Collected data:
* * * * *

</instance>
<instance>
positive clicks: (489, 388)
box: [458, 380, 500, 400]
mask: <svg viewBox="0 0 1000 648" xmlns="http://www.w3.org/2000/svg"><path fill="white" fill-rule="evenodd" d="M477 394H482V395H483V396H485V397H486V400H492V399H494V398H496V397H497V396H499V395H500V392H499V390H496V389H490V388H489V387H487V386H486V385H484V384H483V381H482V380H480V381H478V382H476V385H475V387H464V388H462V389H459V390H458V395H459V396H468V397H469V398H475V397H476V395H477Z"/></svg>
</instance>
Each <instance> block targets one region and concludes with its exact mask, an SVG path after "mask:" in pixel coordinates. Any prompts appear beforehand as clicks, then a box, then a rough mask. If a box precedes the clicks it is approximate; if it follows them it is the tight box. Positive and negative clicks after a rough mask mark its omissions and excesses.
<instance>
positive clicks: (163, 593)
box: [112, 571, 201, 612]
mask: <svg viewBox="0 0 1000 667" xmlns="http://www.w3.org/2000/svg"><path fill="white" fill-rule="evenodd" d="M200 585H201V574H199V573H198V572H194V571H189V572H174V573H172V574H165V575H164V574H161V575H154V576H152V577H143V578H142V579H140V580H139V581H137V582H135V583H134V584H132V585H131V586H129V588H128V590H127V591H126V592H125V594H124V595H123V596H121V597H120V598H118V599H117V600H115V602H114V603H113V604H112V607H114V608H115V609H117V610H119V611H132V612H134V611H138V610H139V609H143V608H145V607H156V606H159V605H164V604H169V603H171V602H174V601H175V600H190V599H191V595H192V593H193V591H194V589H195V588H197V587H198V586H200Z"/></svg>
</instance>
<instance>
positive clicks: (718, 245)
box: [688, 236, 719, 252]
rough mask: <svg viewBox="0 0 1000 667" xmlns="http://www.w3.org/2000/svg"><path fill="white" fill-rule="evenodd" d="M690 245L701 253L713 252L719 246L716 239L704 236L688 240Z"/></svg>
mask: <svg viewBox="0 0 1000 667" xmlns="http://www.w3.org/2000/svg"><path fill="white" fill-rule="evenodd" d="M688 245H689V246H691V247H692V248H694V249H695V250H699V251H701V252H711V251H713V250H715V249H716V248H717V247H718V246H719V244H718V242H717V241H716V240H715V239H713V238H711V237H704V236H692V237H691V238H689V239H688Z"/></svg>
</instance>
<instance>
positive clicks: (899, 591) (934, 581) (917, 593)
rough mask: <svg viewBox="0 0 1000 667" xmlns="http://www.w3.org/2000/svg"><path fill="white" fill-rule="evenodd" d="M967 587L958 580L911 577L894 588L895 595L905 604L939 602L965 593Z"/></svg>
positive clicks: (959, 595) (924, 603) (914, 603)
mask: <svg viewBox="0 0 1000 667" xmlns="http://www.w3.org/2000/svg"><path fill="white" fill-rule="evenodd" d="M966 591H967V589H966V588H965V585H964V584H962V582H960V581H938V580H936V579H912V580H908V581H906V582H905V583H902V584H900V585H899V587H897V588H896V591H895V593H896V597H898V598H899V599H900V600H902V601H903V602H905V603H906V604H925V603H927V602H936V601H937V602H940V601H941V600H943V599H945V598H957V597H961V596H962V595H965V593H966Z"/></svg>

* * * * *

Goal of the exercise
The required answer is the run of lines above, starting at the line with "positive clicks: (163, 593)" and ending at the line with "positive clicks: (899, 591)", reproduced exactly with both ends.

Answer box
positive clicks: (163, 593)
box: [112, 571, 201, 612]
mask: <svg viewBox="0 0 1000 667" xmlns="http://www.w3.org/2000/svg"><path fill="white" fill-rule="evenodd" d="M200 585H201V574H199V573H198V572H194V571H189V572H174V573H172V574H165V575H164V574H161V575H154V576H152V577H143V578H142V579H140V580H139V581H137V582H135V583H134V584H132V585H131V586H129V588H128V590H127V591H126V592H125V594H124V595H123V596H121V597H120V598H118V599H117V600H115V602H114V603H113V604H112V607H114V608H115V609H117V610H119V611H132V612H134V611H138V610H139V609H143V608H145V607H156V606H159V605H164V604H169V603H171V602H174V601H175V600H190V599H191V595H192V593H193V591H194V589H195V588H197V587H198V586H200Z"/></svg>
</instance>
<instance>
positive clicks: (718, 245)
box: [688, 236, 719, 252]
rough mask: <svg viewBox="0 0 1000 667" xmlns="http://www.w3.org/2000/svg"><path fill="white" fill-rule="evenodd" d="M690 245L701 253L713 252L719 246L716 239L704 236L688 240Z"/></svg>
mask: <svg viewBox="0 0 1000 667" xmlns="http://www.w3.org/2000/svg"><path fill="white" fill-rule="evenodd" d="M688 245H689V246H691V247H692V248H694V249H695V250H699V251H701V252H711V251H713V250H715V249H716V248H717V247H718V246H719V244H718V242H717V241H716V240H715V239H713V238H711V237H704V236H692V237H691V238H689V239H688Z"/></svg>
</instance>
<instance>
positive clicks: (899, 591) (934, 581) (917, 593)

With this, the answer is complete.